Impact de la crise sanitaire sur les musées nationaux et perspectives pour le Grand-Palais

Dernière mise à jour : 14 mai 2020



La Commission Culture du Sénat auditionnait, ce lundi 20 mai, par visioconférence, le président, Chris Dercon et le Directeur général, Emmanuel Marcovitch, de la Réunion des musées nationaux – Grand Palais (RMN-GP). L’occasion de faire le point sur l’impact des mesures de fermeture liées au coronavirus sur les musées nationaux ainsi que sur les projets en cours pour le Grand Palais.


Chris Dercon a indiqué que la RMN-GP subissait de plein fouet l’impact de l’épidémie de Covid-19. Il a précisé que les événements prévus dans la grande nef du Grand Palais avaient été, selon les cas, annulés ou reportés. Il prévoit que l’établissement enregistre un déficit de 33,7 millions à la fin de l’année, qui pourrait être supérieur si les événements prévus dans la grande nef ne pouvaient pas se tenir.


Emmanuel Marcovitch, a rappelé le statut d’EPIC de l’établissement, dont 85 % du budget provient de ressources propres. Il a souligné que c’était la première fois de son histoire que pratiquement l’ensemble des activités de la RMN-GP étaient interrompues, qu’il s’agisse de ses missions de service public (menées pour son propre compte ou à destination des musées nationaux dont elle est partenaire et au sein desquelles elle est chargée de l’organisation des visites-conférences et des prises de vue) ou de ses activités commerciales (boutiques de musées, qui constituent la moitié de son chiffre d’affaires annuel, éditions d’art, location du domaine public). Seuls les activités de vente en ligne et le travail d’éditeur ont été légèrement poursuivis pendant la période. Il a indiqué que les pertes avaient été partiellement limitées grâce à l’autorisation qui avait été accordée à l’établissement de recourir au dispositif d’activité partielle pour 300 de ses salariés (la différence de salaire ayant été compensée par l’établissement pour maintenir une rémunération de 100 %).

▶ DÉTAIL DE LA TÂCHE
Prolongez le texte ci-dessus sur l'impact de la crise sanitaire sur les musées nationaux en reprenant après sa dernière phrase.

▶ DONNÉES FOURNIES
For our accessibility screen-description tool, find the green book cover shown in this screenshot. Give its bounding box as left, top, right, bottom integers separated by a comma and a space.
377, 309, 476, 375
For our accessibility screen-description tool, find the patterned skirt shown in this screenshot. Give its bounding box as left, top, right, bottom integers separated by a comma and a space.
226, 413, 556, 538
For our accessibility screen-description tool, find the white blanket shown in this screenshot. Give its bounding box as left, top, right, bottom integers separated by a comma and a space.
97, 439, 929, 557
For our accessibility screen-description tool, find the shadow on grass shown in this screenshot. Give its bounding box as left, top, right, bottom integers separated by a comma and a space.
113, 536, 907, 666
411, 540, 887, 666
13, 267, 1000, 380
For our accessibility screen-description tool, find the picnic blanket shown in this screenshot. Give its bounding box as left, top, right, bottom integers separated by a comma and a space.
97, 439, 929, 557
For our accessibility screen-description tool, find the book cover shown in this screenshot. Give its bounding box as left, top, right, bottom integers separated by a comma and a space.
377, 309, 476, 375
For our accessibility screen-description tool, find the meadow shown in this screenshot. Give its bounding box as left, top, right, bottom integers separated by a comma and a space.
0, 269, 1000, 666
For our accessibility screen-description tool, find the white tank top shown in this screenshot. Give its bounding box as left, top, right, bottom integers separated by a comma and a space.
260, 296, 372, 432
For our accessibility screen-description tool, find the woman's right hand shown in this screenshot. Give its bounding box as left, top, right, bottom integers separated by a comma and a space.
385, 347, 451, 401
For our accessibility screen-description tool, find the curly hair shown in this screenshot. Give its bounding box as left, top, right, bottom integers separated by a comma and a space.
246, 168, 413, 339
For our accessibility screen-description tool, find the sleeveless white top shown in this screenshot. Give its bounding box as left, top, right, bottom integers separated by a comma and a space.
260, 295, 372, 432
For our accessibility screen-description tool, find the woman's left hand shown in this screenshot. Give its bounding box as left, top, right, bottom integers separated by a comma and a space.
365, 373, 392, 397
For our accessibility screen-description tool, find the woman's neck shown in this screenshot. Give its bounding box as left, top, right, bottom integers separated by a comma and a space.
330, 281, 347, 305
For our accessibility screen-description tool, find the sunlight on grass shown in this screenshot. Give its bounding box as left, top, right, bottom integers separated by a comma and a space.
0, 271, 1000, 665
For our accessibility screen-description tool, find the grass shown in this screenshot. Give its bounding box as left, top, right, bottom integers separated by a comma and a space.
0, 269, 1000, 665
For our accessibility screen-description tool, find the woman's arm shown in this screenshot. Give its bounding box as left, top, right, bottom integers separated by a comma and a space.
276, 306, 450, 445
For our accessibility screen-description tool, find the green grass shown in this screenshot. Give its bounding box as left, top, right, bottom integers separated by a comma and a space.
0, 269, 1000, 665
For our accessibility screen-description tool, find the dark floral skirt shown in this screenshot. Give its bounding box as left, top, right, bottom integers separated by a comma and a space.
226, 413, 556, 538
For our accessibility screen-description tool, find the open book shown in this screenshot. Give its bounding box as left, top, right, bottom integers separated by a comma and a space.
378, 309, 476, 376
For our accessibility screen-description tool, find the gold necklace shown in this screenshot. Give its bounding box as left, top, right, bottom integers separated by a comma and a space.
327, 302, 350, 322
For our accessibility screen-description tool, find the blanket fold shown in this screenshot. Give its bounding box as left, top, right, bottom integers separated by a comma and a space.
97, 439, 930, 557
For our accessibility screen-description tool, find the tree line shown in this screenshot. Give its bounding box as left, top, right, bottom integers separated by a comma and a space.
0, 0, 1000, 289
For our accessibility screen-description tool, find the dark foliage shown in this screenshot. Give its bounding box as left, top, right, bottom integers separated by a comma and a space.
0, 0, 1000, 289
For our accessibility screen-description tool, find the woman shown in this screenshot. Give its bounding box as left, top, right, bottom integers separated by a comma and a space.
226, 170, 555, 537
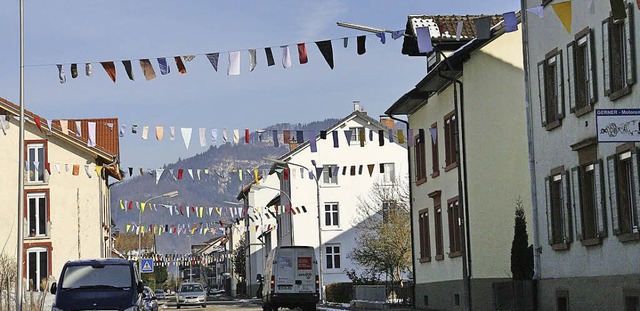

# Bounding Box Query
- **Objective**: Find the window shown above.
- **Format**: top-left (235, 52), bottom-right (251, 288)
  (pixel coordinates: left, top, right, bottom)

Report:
top-left (447, 197), bottom-right (462, 257)
top-left (607, 145), bottom-right (640, 240)
top-left (413, 136), bottom-right (427, 184)
top-left (322, 164), bottom-right (338, 185)
top-left (429, 191), bottom-right (444, 260)
top-left (418, 209), bottom-right (431, 262)
top-left (26, 247), bottom-right (50, 292)
top-left (538, 49), bottom-right (564, 130)
top-left (380, 163), bottom-right (396, 185)
top-left (26, 141), bottom-right (47, 183)
top-left (26, 191), bottom-right (49, 238)
top-left (571, 145), bottom-right (607, 245)
top-left (325, 245), bottom-right (340, 269)
top-left (602, 3), bottom-right (635, 100)
top-left (444, 111), bottom-right (458, 170)
top-left (324, 203), bottom-right (339, 227)
top-left (567, 27), bottom-right (596, 116)
top-left (429, 123), bottom-right (440, 177)
top-left (545, 171), bottom-right (572, 250)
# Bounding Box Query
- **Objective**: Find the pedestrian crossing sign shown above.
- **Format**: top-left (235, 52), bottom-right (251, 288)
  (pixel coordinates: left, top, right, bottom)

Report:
top-left (140, 259), bottom-right (153, 273)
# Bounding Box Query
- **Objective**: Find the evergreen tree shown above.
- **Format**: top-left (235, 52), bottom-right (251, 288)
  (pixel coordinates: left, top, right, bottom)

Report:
top-left (511, 198), bottom-right (533, 281)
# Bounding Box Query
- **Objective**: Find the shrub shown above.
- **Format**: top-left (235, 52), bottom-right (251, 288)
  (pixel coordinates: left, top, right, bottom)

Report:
top-left (325, 283), bottom-right (353, 303)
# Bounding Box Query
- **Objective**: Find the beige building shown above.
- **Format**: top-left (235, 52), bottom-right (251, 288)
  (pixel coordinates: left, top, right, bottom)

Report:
top-left (386, 16), bottom-right (532, 310)
top-left (0, 98), bottom-right (122, 290)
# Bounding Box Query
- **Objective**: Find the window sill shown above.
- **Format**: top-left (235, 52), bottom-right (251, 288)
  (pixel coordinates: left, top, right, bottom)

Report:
top-left (551, 243), bottom-right (569, 251)
top-left (618, 233), bottom-right (640, 243)
top-left (580, 238), bottom-right (602, 247)
top-left (444, 162), bottom-right (458, 172)
top-left (544, 119), bottom-right (562, 131)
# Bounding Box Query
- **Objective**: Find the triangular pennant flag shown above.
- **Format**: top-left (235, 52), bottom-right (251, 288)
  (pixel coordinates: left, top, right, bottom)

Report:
top-left (180, 127), bottom-right (193, 149)
top-left (316, 40), bottom-right (333, 69)
top-left (100, 62), bottom-right (116, 83)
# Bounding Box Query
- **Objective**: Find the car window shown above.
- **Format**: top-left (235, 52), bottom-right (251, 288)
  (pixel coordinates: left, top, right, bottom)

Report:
top-left (60, 265), bottom-right (132, 289)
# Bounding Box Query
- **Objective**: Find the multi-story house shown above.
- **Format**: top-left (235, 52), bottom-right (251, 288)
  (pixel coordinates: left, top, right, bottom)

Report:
top-left (0, 98), bottom-right (122, 290)
top-left (254, 106), bottom-right (407, 294)
top-left (523, 0), bottom-right (640, 310)
top-left (386, 16), bottom-right (531, 310)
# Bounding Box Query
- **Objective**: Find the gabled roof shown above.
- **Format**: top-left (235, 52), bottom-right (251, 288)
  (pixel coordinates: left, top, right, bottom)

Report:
top-left (0, 97), bottom-right (122, 179)
top-left (385, 12), bottom-right (520, 115)
top-left (402, 15), bottom-right (503, 56)
top-left (276, 111), bottom-right (404, 163)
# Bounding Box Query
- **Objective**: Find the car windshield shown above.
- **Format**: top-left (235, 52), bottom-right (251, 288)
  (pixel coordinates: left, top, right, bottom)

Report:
top-left (180, 284), bottom-right (204, 292)
top-left (60, 265), bottom-right (132, 289)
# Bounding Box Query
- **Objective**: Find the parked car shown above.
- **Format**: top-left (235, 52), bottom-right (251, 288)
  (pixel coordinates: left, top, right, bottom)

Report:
top-left (141, 286), bottom-right (158, 311)
top-left (154, 289), bottom-right (167, 300)
top-left (176, 283), bottom-right (207, 309)
top-left (51, 258), bottom-right (144, 311)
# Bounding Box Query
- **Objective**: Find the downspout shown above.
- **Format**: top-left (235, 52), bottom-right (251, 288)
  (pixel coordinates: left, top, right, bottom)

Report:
top-left (520, 0), bottom-right (540, 280)
top-left (387, 113), bottom-right (418, 309)
top-left (434, 49), bottom-right (472, 311)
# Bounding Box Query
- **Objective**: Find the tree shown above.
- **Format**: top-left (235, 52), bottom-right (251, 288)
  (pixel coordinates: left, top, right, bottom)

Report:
top-left (511, 198), bottom-right (533, 281)
top-left (348, 178), bottom-right (411, 282)
top-left (231, 235), bottom-right (247, 283)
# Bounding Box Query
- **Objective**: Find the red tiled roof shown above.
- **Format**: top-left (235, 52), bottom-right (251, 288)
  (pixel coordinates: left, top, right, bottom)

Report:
top-left (0, 97), bottom-right (120, 165)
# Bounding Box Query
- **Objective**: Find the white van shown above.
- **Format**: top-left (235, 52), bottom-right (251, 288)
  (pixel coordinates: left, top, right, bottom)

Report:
top-left (262, 246), bottom-right (320, 311)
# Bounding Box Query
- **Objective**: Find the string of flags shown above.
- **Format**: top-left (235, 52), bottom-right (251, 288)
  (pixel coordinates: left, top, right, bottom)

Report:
top-left (56, 30), bottom-right (404, 83)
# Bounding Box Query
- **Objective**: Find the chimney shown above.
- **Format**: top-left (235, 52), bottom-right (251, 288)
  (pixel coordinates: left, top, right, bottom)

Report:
top-left (380, 116), bottom-right (396, 130)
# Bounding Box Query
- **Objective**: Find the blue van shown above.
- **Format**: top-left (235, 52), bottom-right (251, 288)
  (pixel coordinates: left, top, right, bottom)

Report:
top-left (51, 258), bottom-right (144, 311)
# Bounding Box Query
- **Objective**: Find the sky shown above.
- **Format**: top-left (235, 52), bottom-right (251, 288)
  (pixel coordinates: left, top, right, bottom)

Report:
top-left (0, 0), bottom-right (520, 168)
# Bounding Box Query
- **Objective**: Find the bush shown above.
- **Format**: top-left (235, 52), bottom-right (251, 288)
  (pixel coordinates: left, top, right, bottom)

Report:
top-left (325, 283), bottom-right (353, 303)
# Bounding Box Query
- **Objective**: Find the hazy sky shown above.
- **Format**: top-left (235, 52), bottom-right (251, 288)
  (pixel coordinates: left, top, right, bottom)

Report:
top-left (0, 0), bottom-right (520, 168)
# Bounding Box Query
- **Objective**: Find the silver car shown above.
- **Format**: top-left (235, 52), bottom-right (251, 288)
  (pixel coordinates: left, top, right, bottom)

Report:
top-left (176, 283), bottom-right (207, 309)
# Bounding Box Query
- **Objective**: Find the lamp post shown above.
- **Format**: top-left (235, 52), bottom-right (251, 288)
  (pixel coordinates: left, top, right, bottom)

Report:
top-left (262, 158), bottom-right (324, 301)
top-left (138, 191), bottom-right (178, 277)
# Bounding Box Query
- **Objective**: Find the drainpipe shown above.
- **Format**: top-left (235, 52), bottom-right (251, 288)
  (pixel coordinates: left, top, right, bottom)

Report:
top-left (387, 113), bottom-right (417, 309)
top-left (520, 0), bottom-right (540, 280)
top-left (434, 49), bottom-right (472, 311)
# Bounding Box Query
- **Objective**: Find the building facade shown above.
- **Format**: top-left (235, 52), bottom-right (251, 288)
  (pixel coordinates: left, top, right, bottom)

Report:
top-left (523, 0), bottom-right (640, 310)
top-left (387, 16), bottom-right (531, 310)
top-left (0, 98), bottom-right (122, 291)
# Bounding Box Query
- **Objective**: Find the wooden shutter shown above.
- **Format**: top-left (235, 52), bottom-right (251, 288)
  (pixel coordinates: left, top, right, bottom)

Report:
top-left (624, 3), bottom-right (636, 85)
top-left (567, 41), bottom-right (576, 113)
top-left (538, 60), bottom-right (547, 127)
top-left (556, 51), bottom-right (564, 120)
top-left (593, 160), bottom-right (607, 238)
top-left (586, 29), bottom-right (598, 106)
top-left (602, 18), bottom-right (611, 96)
top-left (544, 177), bottom-right (553, 245)
top-left (561, 171), bottom-right (573, 243)
top-left (629, 148), bottom-right (640, 232)
top-left (607, 155), bottom-right (620, 235)
top-left (571, 166), bottom-right (583, 241)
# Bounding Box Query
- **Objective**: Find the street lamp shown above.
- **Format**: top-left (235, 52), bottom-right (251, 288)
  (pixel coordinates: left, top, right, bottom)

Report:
top-left (254, 158), bottom-right (324, 300)
top-left (138, 191), bottom-right (178, 277)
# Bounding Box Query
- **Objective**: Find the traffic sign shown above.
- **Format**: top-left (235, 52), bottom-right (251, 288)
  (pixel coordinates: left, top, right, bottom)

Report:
top-left (140, 259), bottom-right (153, 273)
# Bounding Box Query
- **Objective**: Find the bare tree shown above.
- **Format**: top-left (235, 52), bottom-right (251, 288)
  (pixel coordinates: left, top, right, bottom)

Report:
top-left (348, 178), bottom-right (411, 282)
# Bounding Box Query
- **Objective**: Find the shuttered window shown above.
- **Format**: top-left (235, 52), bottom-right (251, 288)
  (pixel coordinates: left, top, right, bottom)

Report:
top-left (418, 209), bottom-right (431, 262)
top-left (538, 49), bottom-right (564, 130)
top-left (567, 28), bottom-right (597, 116)
top-left (545, 168), bottom-right (573, 250)
top-left (602, 3), bottom-right (636, 100)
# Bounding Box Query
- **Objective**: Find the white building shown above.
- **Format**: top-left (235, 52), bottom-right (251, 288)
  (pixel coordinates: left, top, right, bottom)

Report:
top-left (258, 103), bottom-right (407, 292)
top-left (0, 98), bottom-right (122, 290)
top-left (523, 0), bottom-right (640, 310)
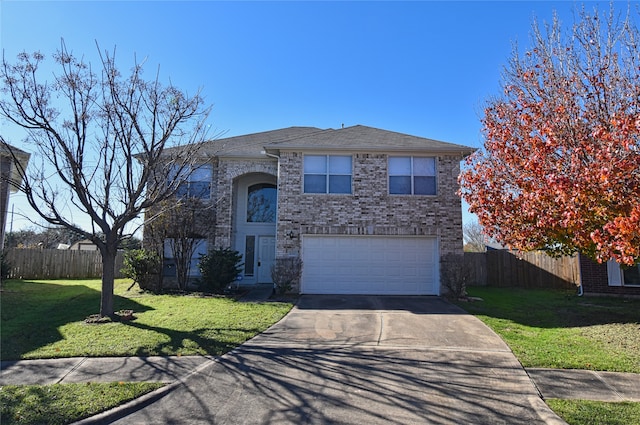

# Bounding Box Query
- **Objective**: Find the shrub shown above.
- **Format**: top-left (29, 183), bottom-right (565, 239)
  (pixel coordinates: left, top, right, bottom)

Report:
top-left (198, 248), bottom-right (242, 293)
top-left (440, 254), bottom-right (471, 299)
top-left (120, 249), bottom-right (162, 292)
top-left (271, 257), bottom-right (302, 294)
top-left (0, 252), bottom-right (11, 280)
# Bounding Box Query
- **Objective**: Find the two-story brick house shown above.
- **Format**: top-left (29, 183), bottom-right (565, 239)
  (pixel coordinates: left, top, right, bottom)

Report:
top-left (148, 125), bottom-right (473, 295)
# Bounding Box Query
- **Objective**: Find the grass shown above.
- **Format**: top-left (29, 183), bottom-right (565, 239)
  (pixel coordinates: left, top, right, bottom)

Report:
top-left (459, 287), bottom-right (640, 373)
top-left (0, 382), bottom-right (163, 425)
top-left (0, 279), bottom-right (292, 424)
top-left (0, 279), bottom-right (292, 360)
top-left (450, 287), bottom-right (640, 425)
top-left (546, 400), bottom-right (640, 425)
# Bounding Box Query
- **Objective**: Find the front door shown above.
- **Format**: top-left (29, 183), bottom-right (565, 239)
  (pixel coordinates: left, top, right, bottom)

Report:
top-left (258, 236), bottom-right (276, 283)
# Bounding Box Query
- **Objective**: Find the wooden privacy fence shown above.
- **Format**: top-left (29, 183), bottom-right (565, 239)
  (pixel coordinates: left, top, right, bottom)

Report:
top-left (6, 248), bottom-right (123, 279)
top-left (464, 250), bottom-right (580, 289)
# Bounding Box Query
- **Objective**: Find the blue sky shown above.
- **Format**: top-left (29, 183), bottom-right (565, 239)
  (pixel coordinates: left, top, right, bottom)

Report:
top-left (0, 0), bottom-right (637, 230)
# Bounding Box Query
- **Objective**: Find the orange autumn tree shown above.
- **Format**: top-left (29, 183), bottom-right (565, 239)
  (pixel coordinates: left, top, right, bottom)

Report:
top-left (460, 5), bottom-right (640, 265)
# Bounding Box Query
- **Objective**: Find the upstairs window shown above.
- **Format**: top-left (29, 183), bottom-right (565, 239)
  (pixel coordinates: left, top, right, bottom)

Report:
top-left (304, 155), bottom-right (351, 193)
top-left (247, 183), bottom-right (278, 223)
top-left (170, 164), bottom-right (213, 199)
top-left (389, 156), bottom-right (436, 195)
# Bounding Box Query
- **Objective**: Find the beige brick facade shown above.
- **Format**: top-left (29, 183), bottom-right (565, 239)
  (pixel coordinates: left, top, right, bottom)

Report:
top-left (277, 152), bottom-right (462, 257)
top-left (145, 126), bottom-right (473, 289)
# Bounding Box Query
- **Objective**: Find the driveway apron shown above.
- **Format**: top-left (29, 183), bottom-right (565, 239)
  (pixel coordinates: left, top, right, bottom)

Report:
top-left (110, 295), bottom-right (564, 425)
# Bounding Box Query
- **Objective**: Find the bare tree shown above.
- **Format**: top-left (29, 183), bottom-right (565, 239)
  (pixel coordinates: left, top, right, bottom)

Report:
top-left (0, 42), bottom-right (210, 316)
top-left (462, 221), bottom-right (488, 252)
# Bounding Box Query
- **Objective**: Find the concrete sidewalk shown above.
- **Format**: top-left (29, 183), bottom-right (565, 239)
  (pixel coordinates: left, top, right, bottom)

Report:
top-left (0, 296), bottom-right (640, 425)
top-left (0, 356), bottom-right (640, 402)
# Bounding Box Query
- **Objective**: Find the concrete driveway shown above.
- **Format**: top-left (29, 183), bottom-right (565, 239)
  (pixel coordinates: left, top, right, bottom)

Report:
top-left (110, 295), bottom-right (564, 425)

▶ RÉSULTAT DE L'EXERCICE
Chris Dercon a ajouté que les établissements culturels s’attendaient à voir une réduction de l’apport lié au mécénat qui commencerait à se faire sentir à partir du second semestre, et qu’il serait nécessaire de construire un nouveau discours à destination des mécènes pour leur faire valoir ce que leur investissement dans le domaine de la culture pourrait leur apporter, non pas tant en termes de responsabilité sociale, mais de coopération sociale.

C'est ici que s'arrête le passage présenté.